▼▼▼
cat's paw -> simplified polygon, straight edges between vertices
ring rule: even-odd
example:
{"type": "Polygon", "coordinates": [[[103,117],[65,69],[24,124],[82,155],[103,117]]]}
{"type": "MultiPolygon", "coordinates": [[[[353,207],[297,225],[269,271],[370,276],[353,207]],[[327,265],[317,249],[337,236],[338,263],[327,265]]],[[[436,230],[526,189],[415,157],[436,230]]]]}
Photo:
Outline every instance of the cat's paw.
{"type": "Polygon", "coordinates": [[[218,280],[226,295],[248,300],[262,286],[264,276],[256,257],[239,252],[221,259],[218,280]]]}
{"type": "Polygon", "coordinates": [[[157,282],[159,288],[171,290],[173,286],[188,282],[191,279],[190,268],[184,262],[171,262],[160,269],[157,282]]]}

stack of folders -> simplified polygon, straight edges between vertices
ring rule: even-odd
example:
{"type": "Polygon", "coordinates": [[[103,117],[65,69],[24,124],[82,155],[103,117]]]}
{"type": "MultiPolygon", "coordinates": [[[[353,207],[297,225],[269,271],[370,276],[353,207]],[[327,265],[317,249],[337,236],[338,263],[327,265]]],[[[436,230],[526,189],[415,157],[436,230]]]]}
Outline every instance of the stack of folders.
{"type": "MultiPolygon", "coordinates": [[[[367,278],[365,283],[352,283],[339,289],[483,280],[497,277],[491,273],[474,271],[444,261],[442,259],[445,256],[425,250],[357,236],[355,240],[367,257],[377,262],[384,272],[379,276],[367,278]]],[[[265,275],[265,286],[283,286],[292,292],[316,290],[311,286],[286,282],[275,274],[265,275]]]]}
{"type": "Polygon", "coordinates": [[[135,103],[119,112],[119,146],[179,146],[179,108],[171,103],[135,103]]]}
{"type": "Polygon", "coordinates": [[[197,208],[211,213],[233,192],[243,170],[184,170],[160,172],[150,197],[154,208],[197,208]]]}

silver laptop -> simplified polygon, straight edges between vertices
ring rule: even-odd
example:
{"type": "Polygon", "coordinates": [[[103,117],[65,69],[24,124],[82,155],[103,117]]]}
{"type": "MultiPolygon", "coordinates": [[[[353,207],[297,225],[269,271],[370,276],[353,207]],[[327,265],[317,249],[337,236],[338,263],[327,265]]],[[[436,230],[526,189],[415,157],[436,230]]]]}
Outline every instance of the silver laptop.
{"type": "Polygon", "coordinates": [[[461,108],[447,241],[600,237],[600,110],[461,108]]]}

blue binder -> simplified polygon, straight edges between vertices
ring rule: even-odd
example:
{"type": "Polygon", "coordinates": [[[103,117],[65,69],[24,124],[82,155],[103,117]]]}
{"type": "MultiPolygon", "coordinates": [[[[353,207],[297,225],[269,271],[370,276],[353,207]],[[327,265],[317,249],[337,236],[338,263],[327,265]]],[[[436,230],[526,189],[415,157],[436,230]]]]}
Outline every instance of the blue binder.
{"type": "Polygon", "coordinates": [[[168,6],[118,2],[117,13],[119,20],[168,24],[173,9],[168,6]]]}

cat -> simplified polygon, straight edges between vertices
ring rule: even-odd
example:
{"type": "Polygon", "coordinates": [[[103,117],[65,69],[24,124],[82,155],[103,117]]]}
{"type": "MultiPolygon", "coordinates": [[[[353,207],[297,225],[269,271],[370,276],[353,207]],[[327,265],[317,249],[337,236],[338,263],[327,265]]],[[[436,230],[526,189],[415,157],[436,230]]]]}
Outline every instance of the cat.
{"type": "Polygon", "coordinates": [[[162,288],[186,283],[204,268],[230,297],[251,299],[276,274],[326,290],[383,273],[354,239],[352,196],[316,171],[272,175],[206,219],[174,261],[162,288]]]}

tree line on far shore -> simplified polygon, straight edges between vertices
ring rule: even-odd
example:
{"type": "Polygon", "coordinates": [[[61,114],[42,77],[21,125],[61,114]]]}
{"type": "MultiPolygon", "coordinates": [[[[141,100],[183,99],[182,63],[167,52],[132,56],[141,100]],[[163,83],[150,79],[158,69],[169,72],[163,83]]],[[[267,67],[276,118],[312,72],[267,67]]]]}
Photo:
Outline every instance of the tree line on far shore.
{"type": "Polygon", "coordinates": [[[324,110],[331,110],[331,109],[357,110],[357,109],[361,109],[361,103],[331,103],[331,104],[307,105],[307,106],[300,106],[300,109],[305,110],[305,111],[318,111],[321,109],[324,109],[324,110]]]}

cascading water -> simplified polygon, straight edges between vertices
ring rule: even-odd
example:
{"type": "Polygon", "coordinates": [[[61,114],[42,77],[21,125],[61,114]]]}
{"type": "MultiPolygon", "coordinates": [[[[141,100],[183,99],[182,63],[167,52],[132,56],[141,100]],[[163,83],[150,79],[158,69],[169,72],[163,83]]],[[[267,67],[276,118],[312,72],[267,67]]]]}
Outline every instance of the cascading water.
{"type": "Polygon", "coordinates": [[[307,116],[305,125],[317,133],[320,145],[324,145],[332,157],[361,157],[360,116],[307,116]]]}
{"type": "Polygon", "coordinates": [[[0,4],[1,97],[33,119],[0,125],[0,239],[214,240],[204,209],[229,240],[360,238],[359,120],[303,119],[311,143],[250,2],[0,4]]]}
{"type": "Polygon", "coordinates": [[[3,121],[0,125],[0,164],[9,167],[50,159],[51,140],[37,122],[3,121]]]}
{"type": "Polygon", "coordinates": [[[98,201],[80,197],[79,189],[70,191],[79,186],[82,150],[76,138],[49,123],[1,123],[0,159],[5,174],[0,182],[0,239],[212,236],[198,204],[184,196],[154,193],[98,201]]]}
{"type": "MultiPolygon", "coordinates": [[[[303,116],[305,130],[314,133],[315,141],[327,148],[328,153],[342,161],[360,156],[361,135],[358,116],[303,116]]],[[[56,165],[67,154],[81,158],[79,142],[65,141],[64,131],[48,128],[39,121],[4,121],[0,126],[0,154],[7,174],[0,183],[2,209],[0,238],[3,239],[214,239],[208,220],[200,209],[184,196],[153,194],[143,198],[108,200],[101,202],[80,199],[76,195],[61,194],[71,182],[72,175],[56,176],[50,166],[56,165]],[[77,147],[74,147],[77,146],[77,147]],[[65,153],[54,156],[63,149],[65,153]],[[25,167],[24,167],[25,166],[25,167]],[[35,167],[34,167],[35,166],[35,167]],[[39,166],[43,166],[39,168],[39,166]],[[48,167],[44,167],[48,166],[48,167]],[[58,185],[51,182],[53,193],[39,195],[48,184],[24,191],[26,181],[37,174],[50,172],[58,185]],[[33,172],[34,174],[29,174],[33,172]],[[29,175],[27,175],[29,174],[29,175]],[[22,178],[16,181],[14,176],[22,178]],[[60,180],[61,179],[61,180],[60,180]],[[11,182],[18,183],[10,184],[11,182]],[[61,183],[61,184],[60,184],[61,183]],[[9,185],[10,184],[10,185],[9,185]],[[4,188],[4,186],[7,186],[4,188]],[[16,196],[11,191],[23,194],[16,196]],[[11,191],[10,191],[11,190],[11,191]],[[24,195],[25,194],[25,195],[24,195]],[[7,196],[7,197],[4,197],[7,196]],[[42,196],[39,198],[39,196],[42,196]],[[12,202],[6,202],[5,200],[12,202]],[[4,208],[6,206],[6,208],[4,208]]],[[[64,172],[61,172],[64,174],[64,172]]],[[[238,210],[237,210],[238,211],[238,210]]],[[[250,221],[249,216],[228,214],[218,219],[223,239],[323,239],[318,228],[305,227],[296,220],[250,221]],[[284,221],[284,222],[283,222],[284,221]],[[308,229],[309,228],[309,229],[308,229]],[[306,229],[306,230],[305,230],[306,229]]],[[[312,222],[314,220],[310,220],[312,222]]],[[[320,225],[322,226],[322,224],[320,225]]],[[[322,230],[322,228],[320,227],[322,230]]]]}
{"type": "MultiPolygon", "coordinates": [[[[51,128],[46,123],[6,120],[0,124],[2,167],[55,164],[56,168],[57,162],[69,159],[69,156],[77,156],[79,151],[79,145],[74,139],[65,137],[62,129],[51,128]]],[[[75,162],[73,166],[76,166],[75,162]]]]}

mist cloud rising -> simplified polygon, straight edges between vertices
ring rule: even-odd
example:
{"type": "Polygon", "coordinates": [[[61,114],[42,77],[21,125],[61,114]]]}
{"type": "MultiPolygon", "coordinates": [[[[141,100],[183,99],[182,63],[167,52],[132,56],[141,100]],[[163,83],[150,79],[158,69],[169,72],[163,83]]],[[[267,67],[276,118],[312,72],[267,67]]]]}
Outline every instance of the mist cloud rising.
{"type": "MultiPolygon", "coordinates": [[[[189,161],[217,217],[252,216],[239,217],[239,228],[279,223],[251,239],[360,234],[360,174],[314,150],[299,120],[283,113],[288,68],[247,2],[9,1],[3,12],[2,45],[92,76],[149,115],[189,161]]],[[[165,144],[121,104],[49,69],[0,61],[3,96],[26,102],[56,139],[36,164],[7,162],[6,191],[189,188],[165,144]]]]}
▲▲▲
A single number is the whole answer: the tally of lines above that contain "vertices".

**Your solution**. 8